• _Activity_
Below are records to transcribe in full and unchanged; omit every picture.

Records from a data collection
-*-*-

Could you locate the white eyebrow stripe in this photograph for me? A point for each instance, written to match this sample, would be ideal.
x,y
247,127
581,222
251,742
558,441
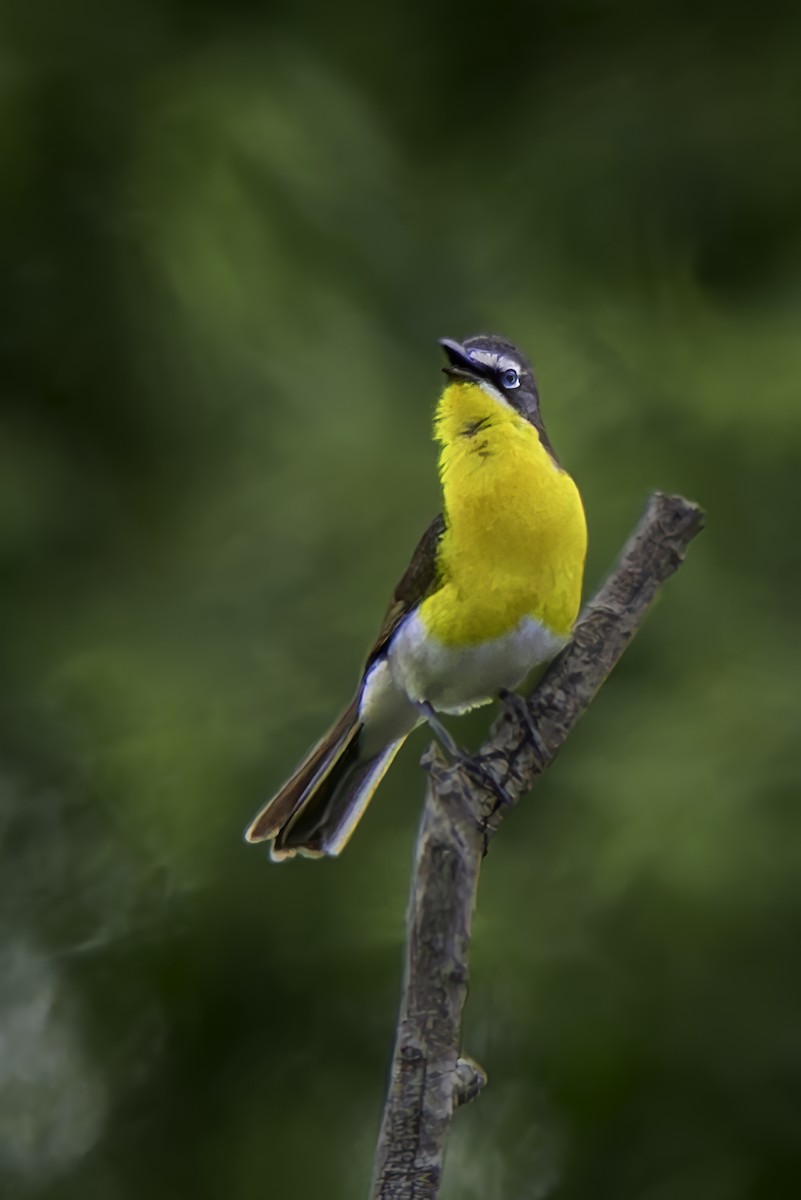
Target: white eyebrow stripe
x,y
497,361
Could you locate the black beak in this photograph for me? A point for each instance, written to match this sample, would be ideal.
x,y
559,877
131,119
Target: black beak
x,y
459,364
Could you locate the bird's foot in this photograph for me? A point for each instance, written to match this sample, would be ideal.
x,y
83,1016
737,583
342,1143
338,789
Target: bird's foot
x,y
473,765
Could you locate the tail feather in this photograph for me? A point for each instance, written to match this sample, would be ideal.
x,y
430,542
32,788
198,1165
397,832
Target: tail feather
x,y
331,810
284,804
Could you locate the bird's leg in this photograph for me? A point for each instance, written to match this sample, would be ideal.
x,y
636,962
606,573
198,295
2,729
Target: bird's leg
x,y
518,706
471,763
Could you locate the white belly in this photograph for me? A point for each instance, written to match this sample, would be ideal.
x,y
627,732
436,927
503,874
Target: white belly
x,y
452,679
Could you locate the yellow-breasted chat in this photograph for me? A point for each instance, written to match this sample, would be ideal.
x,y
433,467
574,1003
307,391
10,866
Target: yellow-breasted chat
x,y
491,593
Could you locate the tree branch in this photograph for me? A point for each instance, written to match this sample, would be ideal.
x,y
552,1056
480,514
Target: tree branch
x,y
462,814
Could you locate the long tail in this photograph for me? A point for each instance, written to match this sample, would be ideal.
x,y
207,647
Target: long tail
x,y
320,805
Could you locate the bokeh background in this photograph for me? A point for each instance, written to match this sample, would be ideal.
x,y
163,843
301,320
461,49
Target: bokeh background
x,y
230,234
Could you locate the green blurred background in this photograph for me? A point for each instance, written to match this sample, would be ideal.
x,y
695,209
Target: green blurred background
x,y
230,235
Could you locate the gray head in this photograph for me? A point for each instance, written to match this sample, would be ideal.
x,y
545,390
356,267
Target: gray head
x,y
500,365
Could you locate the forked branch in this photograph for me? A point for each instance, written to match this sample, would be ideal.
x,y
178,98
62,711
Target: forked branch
x,y
428,1079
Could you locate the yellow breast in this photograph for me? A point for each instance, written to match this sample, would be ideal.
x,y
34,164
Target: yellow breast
x,y
516,537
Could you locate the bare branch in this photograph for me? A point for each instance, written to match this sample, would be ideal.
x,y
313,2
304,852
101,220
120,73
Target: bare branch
x,y
428,1078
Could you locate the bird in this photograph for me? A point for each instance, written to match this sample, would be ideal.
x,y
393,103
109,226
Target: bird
x,y
492,592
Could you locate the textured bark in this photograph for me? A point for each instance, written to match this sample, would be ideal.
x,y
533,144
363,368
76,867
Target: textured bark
x,y
462,814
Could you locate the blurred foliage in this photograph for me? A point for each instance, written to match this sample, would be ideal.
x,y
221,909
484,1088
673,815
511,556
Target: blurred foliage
x,y
229,238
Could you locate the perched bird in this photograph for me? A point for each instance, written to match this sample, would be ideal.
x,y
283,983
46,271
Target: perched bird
x,y
492,592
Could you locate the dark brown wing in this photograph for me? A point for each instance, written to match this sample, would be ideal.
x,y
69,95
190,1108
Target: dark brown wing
x,y
419,581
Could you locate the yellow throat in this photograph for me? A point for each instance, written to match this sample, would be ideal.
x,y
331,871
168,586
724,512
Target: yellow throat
x,y
516,537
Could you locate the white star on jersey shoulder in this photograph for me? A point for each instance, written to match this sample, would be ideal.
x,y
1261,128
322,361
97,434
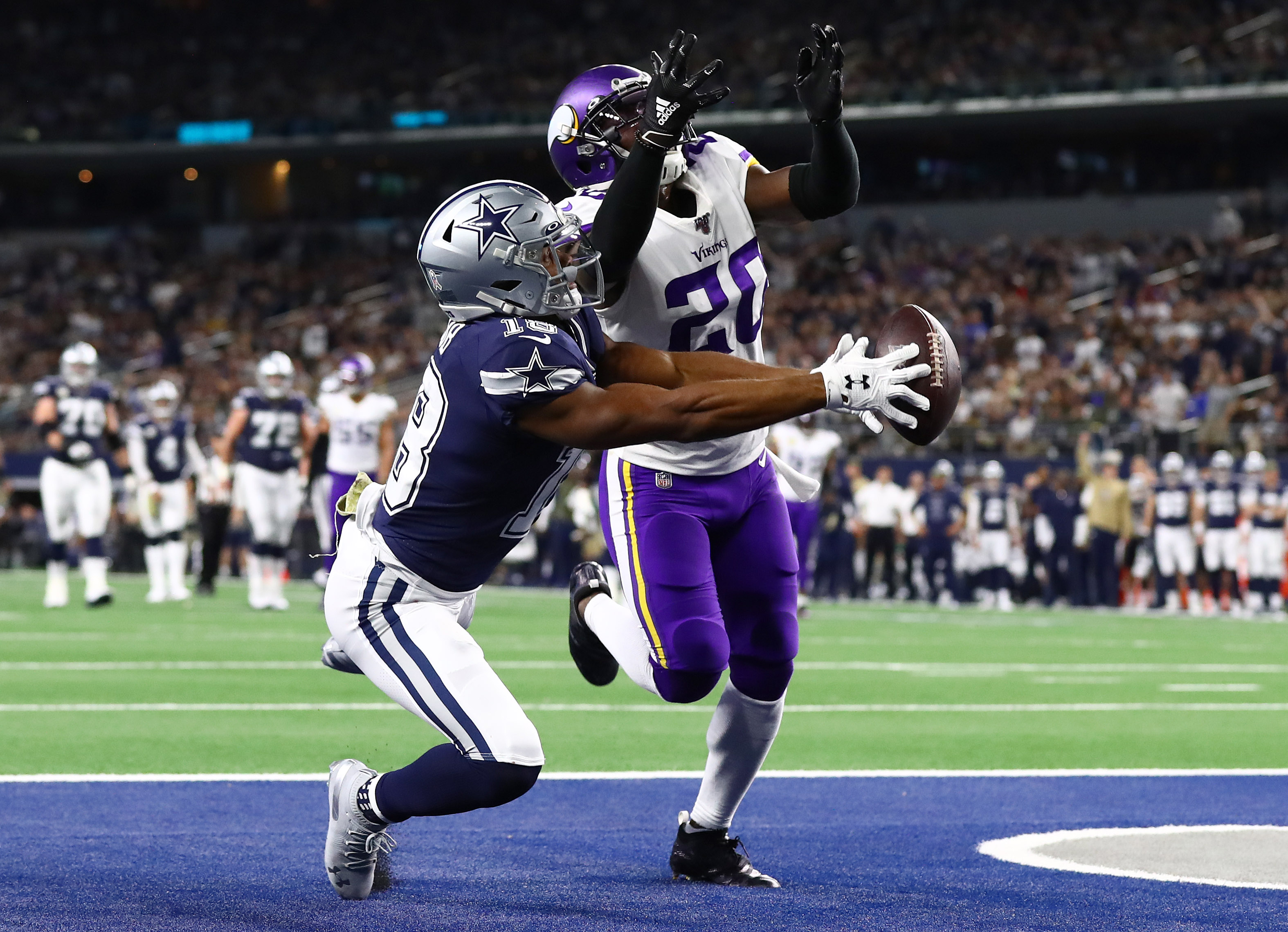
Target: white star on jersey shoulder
x,y
536,376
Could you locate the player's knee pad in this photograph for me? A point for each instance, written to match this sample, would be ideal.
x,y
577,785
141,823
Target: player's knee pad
x,y
682,685
760,680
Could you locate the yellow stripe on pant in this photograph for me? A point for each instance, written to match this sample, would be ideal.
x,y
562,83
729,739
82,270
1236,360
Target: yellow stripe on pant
x,y
638,573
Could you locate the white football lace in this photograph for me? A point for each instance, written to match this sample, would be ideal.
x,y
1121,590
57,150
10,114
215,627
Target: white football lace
x,y
364,847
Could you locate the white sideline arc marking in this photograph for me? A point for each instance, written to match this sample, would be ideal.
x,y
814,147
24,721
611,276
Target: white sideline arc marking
x,y
655,707
1021,850
678,775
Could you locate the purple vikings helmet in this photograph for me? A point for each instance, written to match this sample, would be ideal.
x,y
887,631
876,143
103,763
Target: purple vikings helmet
x,y
356,373
585,128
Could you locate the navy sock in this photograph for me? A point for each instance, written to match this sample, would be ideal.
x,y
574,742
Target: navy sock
x,y
442,782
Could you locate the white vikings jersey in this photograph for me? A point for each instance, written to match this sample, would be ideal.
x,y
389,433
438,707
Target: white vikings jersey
x,y
699,284
355,445
804,451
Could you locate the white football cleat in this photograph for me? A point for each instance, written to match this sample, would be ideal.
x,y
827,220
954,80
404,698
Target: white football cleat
x,y
352,842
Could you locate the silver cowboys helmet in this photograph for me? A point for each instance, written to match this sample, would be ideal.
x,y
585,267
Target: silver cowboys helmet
x,y
501,247
275,374
79,365
162,401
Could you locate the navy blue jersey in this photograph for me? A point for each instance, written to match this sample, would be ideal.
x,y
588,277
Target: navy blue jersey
x,y
272,433
1220,505
1061,508
467,483
1173,505
992,510
81,416
942,508
165,447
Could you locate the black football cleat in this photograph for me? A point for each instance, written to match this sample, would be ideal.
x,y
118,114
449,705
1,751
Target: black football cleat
x,y
589,653
713,856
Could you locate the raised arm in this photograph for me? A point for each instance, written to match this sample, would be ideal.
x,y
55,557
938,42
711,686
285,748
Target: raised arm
x,y
829,183
625,414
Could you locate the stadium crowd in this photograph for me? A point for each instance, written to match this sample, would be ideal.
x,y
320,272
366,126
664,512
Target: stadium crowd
x,y
1196,361
265,62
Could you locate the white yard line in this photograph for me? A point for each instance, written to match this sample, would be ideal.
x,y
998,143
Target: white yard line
x,y
682,775
656,707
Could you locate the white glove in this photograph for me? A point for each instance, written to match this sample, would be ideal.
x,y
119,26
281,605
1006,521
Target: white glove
x,y
861,385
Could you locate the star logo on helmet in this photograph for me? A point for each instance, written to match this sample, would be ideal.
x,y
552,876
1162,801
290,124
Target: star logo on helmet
x,y
491,225
535,375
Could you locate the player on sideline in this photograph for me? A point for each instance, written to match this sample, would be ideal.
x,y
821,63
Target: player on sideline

-*-*-

• _Reply_
Could you locate the white eyebrow stripe in this photograph for me? A point for each instance, written to match this sample, would be ideal.
x,y
247,127
581,222
251,742
558,441
Target: white eyebrow stripe
x,y
497,361
Could you locate the black beak in this photograph for me? A point for each instance, written to match this sample, would be ideal.
x,y
559,877
131,119
Target: black beak
x,y
459,364
Could you locate the bird's foot in this photograph for me? A point for each instance, written to match this sample, would be ideal.
x,y
83,1016
737,583
342,1143
338,789
Target: bird's foot
x,y
473,765
Could you locate the tail feather in this photograph for me? A point for each instance, written to match this sample, would be ideal.
x,y
430,542
32,788
198,1165
397,832
Target: tail feather
x,y
331,810
284,804
Could you locate the bird's leg in this photograph for me? A point for each instance, written to match this sample, would be ideal.
x,y
636,962
606,573
198,295
2,729
Target: bird's leg
x,y
518,706
471,763
Could you locate the white belly in this photograph for me? A point for each instance, written to match this sample, would be ideal.
x,y
627,732
436,927
503,874
Target: white belly
x,y
452,679
Could you locate the yellow-breasted chat in this photograph for me? A point for each instance, written to match this sample, would be ideal.
x,y
433,467
574,1003
307,391
10,866
Target: yellow-breasted chat
x,y
491,593
Could you locate the tree branch in this photograph for me? A point for each instance, written to match this sample, would be ideal.
x,y
552,1056
480,514
Target: tree branch
x,y
462,814
Could you locate the long tail in this photograph for me? A point for each instance, written to match this sample, would be ideal.
x,y
207,647
Target: long tail
x,y
320,805
Could you locate the bokeh background in this photograph for me? A point for each instance, written to match this sample, would be ideal.
x,y
163,843
301,320
461,49
Target: bokeh background
x,y
230,234
Could you locate the green blurred background in this photograph for me? A point for each instance, written to match this sample, would be ideal.
x,y
695,209
Target: green blurred background
x,y
230,235
Could you locate the gray head in this photograph for me? A point for each instance, written to match this sample, would be ideal.
x,y
545,390
356,267
Target: gray head
x,y
500,365
Could you locate the forked branch in this photograph for me? A point for each instance, written to match this sample, would be ideal.
x,y
178,98
62,711
Target: forked branch
x,y
428,1079
Could you locate the yellow breast in this photograph for me? A point for each instance, written to match this sample, would be ideal.
x,y
34,164
Target: yellow breast
x,y
516,537
Could you locate the bare branch in this photograph for me? A point for each instance, written to match this sample, would be ideal.
x,y
313,2
304,852
101,220
120,73
Target: bare branch
x,y
428,1078
Could you locate the bird in this photograph for me? A point for each instance, written to match this sample, would be ideal.
x,y
393,103
109,226
Target: bird
x,y
492,592
Could you locate the textured bark in this photograph for me? A point for each instance, written to match this sample, would be ideal.
x,y
533,144
363,368
76,867
Target: textured bark
x,y
462,814
Could you locate the blurred foliage in this photograph for me? A point for each instance, written to match this sample, would be ideal.
x,y
221,909
484,1088
673,815
511,556
Target: blurred foliage
x,y
229,238
Could you locate the perched bird in this photograph for me? A point for each instance, written to match this sample, would be ideal.
x,y
283,983
46,271
Target: perched bird
x,y
492,592
Could you locate the dark brown wing in this photograph for me? A point for each instance, written to match this sample, would be ideal.
x,y
69,95
190,1108
Target: dark brown wing
x,y
419,581
Could you locate the yellow throat in this photograph for me? A point for each instance, written to match this sample, would be ideal.
x,y
331,871
168,586
724,512
Target: yellow throat
x,y
516,537
Could you locate the white star on jersey shoulder in this photograph for me? A point for each instance, written to match this sample, would be ideal.
x,y
1261,128
322,361
97,434
Target: white star on jersey shoulder
x,y
536,376
Could you locate the player's knee pad in this photograph for me? A point for each instance, written to match this sample, would be ideal.
x,y
577,785
141,823
Target: player's knee pad
x,y
682,685
760,680
Could you locate the yellow stripe on pant in this photograph for me? A point for each instance, written to match this sample, would be ideal.
x,y
562,83
729,739
82,270
1236,360
Target: yellow stripe on pant
x,y
638,573
Could you locate the white football lace in this photograph for me? A point for each instance, written to match this sample, would be ideal.
x,y
1121,590
57,150
10,114
215,627
Target: white football lace
x,y
364,847
Could you locate the white sideline arc marking in this photograph for me? A point for each instance, written to match this sample, would be ideal.
x,y
814,147
24,721
611,276
Target: white sideline arc marking
x,y
655,707
1021,850
678,775
Could you locate the purple vikings helmet in this photograph for me? A point for each instance, written to match this sample, would be ideal.
x,y
887,631
876,143
103,763
Target: purple vikings helmet
x,y
356,373
585,128
Could you locate the navy sock in this photograph for me? A point for each instance, written to match this sample, would be ideal.
x,y
574,742
Target: navy sock
x,y
442,782
Could you locate the white vikings jersey in this photograph for me? A point for each instance, written to match this sample, would be ideal.
x,y
389,433
438,707
Target: white vikings jersey
x,y
699,284
355,445
804,451
Could you locate the white football cleat in this photograph for me? A point for each instance, written to match this sample, would be ideal.
x,y
827,220
954,80
404,698
Target: white football cleat
x,y
352,842
Could you locate the silver cowboys helmet in this photograph for me? A point for each instance, written to match this sample, would be ideal.
x,y
585,267
Target: silver cowboys helmet
x,y
501,247
275,374
79,365
162,401
Could you locate the navy blue jersey in this photograph for me? A point for each instance, written to match this sample, would be ideal.
x,y
588,277
Target: navy blue jersey
x,y
272,433
1220,505
1061,508
467,483
1173,505
992,510
81,416
942,508
165,447
Could you locate the black football cleat in this photograph for me? A point for each instance, written to match this sample, would be ideal.
x,y
118,114
449,705
1,751
Target: black football cleat
x,y
589,653
713,856
Could you locate the raised arm in this photograph for me? A point for each instance, written to match this sample, would be ideal.
x,y
55,557
938,42
711,686
285,748
Target: raised arm
x,y
829,183
625,414
Could you locate the stadium crowd in this photograph for me? A point for each instance, written to match this sample, would be ideal.
x,y
320,272
366,126
664,512
Target: stadium crowd
x,y
1196,361
265,62
Could you locate the white yard line in this photograph for me? A point for each instance, written to match this sample, would be ideal.
x,y
998,143
Target: white yard line
x,y
682,775
656,707
Could you locate the white glove in this photograph for me? A point for each instance, written to match this sample, would be ideal.
x,y
119,26
281,605
1006,521
Target: white glove
x,y
861,385
Could you locate the star logo on helmet in this photograph for me? A point for each instance, written to match this sample, would be ideal.
x,y
552,876
1162,801
290,124
Target: star logo on helmet
x,y
491,225
535,375
Could you locate the player on sideline in this photograph for me? A point for each instance, written to match this sample, would be ideal.
x,y
821,63
Target: player on sideline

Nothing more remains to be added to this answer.